Autor: Sylwia Chutnik
Tytuł: Dzidzia
Liczba stron: 173
Wydawnictwo: Świat Książki
Ojoj... Zdecydowanie bardzo rzadko się zdarza, żebym nie wiedział co myśleć o jakiejś książce.
A "Dzidzia" jednak wywołała we mnie takie emocje.
"Dzidzia" to opowieść o życiu niepełnosprawnej dziewczyny i jej matki. Pisana prostym językiem, czasami wręcz miałam wrażenie, że autorka opowiada tak szybko jakby bała się, że zaraz zapomnie co ma powiedzieć.
Dla mnie to trudna książka. Często trudno było mi się zorientować kto, z kim i dlaczego. Czasem też czułam, że przeszłość miesza się z teraźniejszością. A mimo to, przeczytałam do końca choć miałam myśli, żeby przerwać i nie wrócić.
------------------------------------------------
Opis zadania :: Które wydawnictwo, według recenzji „Dzidzi”, wydało tę książkę? Proszę odpowiedzieć krótko.

Dane ::
------------------------------------------------
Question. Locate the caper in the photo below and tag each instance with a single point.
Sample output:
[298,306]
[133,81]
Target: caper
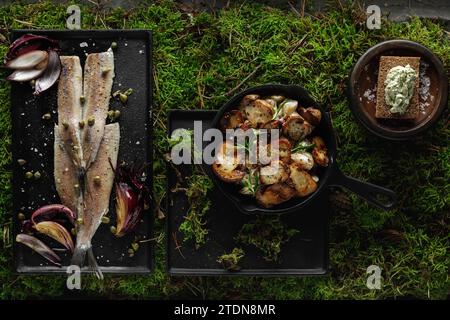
[135,246]
[105,219]
[91,121]
[123,97]
[97,180]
------------------------------------------------
Wynik :: Świat Książki.